»»

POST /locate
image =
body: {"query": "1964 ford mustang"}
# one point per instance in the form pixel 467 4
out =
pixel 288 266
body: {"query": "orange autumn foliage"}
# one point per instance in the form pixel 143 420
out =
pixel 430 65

««

What you are asked to do | Give an exact repetition of all the material.

Solution to this exercise |
POST /locate
image =
body: {"query": "1964 ford mustang"}
# one point per instance in the form pixel 467 4
out =
pixel 288 266
body: {"query": "orange autumn foliage"}
# one point per instance in the form pixel 143 420
out =
pixel 430 65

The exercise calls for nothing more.